In full and without alteration, give the listing again.

[Begin Task material]

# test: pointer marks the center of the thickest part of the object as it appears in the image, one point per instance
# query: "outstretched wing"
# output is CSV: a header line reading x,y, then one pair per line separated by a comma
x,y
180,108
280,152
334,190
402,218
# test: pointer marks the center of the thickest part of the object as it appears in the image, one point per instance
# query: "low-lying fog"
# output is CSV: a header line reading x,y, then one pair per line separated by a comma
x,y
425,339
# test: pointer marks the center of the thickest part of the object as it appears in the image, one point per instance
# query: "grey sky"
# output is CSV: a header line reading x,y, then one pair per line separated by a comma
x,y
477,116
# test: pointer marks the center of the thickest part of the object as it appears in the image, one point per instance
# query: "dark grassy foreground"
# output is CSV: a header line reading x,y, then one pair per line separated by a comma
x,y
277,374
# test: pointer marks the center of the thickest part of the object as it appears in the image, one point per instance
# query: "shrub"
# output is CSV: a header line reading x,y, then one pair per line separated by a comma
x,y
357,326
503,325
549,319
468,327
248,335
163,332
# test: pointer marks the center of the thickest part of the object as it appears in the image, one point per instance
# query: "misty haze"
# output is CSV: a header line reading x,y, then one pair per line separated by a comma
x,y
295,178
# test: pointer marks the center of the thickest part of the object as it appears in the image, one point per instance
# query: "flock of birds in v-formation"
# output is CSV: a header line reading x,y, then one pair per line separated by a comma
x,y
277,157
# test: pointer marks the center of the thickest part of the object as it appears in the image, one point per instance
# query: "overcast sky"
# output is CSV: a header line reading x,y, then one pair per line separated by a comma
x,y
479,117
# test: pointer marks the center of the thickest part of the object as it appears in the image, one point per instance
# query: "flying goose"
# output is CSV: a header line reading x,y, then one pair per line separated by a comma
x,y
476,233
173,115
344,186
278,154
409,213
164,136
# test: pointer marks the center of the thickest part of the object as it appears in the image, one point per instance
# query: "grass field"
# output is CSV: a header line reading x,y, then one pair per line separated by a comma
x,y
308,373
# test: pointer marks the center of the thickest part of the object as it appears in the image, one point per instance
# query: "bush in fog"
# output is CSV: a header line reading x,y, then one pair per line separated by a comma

[End Task material]

→ **Solution for this exercise**:
# test: pointer marks the center of the thickest part of the object as it appears in the image, one point per instance
# query: "outstretched wing"
# output is CSV: a header line reading x,y, then one pair per line separated by a comma
x,y
180,108
280,152
334,190
402,218
# test: pointer marks the center of the thickest part of the object as it appears in the image, one point per instance
# query: "low-lying fog"
# output is CSV: a header line reading x,y, then one pair per line separated by a comma
x,y
425,339
# test: pointer marks the center of the thickest part of the object as it appears in the image, one point per instance
# query: "grey sky"
# output is CSV: a header line reading x,y, then one pair per line separated by a comma
x,y
477,116
# test: pointer marks the center of the thickest part of the object as it appears in the image, one point per instance
# query: "dark grassy foreground"
# output is CSV: a header line reading x,y, then one pair per line separated by a comma
x,y
277,374
# test: pointer marks the center of the thickest part of the object as it appears in the image, one point per instance
# query: "shrub"
# output is CSV: a header line reading x,y, then one pair per line separated by a comma
x,y
357,326
503,325
549,319
468,327
248,335
163,332
# test: pointer marks the center of the thickest part of the object as it appears in the image, one point per instance
# query: "misty haze"
# output is CSV: a header line reading x,y, then one pair per line separated by a comma
x,y
295,178
# test: pointer marks the center of the thickest part of the object as it appears in the image, one point per instance
# query: "flock of birds in v-formation"
# output is CSV: a header line reading x,y, then one pair per line separated by a comma
x,y
277,157
# test: pointer marks the center of the thickest part of the object as it appears in the image, one point per instance
# query: "overcast sky"
# output is CSV: a header line reading x,y, then one pair per line separated by a comma
x,y
479,117
# test: pointer marks the center of the thickest part of the object as it appears in the image, one point per instance
# query: "flying goose"
# output is CSV: a header line reading x,y, then one pair per line separated by a comma
x,y
476,233
173,115
344,186
278,154
409,213
164,136
# test: pointer marks the center of the thickest part of the object as it appears in the image, one point per instance
# query: "grass field"
# output is CSV: a header line reading x,y, then one pair per line separated by a comma
x,y
308,373
# test: pointer marks the center of the thickest part of the object as it appears in the image, one point per instance
# query: "bush in fog"
# output is CSV: a header line reading x,y, then one pair per line separated by a comma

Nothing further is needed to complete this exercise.